PASSAGE SHOWN
┄┄┄┄┄┄┄┄┄┄

Statin drugs like Lipitor may lead to systemic imbalances throughout the body via their antibacterial effect, much in the same way as antibiotics. Antibiotics have already been implicated in obesity, diabetes, life-Threatening colitis, asthma, allergies, and cancers due to their effect on the intestinal flora. Statins have many "side-effects" and some of those may be due to this antibacterial effect - http://www.ann-clinmicrob.com/content/11/1/13/abstract
Antibacterial activity of statins: a comparative study of Atorvastatin, Simvastatin, and Rosuvastatin
Statins have several effects beyond their well-known antihyperlipidemic activity, which include immunomodulatory, antioxidative and anticoagulant effects. In this study, we have tested the possible antimicrobial activity of statins against a range of standard bacterial strains and bacterial clinical isolates.
Minimum inhibitory concentrations (MIC) values were evaluated and compared among three members of the statins drug (atorvastatin, simvastatin, and rosuvastatin).

┄┄┄┄┄┄┄┄┄┄

DATASET CONTENT
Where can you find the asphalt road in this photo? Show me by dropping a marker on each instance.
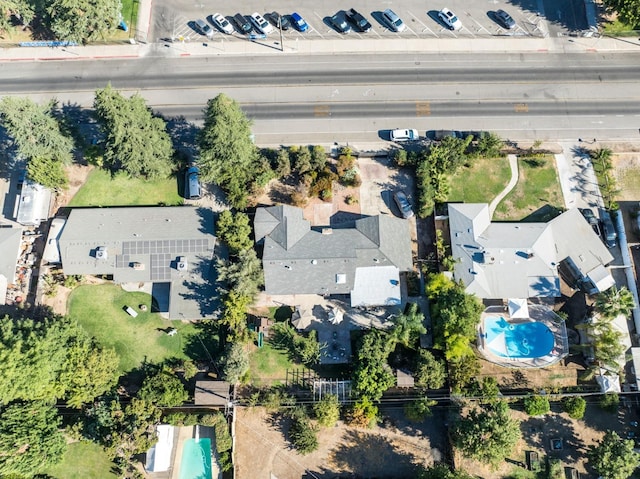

┄┄┄┄┄┄┄┄┄┄

EXERCISE SET
• A. Answer these questions from the passage on statins:
(i) Which statin drug does the opening sentence name as an example?
(ii) Besides their antihyperlipidemic activity, what effects does the passage say statins have?
(iii) What values were evaluated and compared among the three statins?
• B. List every condition that the passage on statins says antibiotics have been implicated in.

PER-TASK ANSWERS
• A.
(i) Lipitor
(ii) Immunomodulatory, antioxidative and anticoagulant effects
(iii) Minimum inhibitory concentration (MIC) values

• B. Obesity, diabetes, life-threatening colitis, asthma, allergies, cancers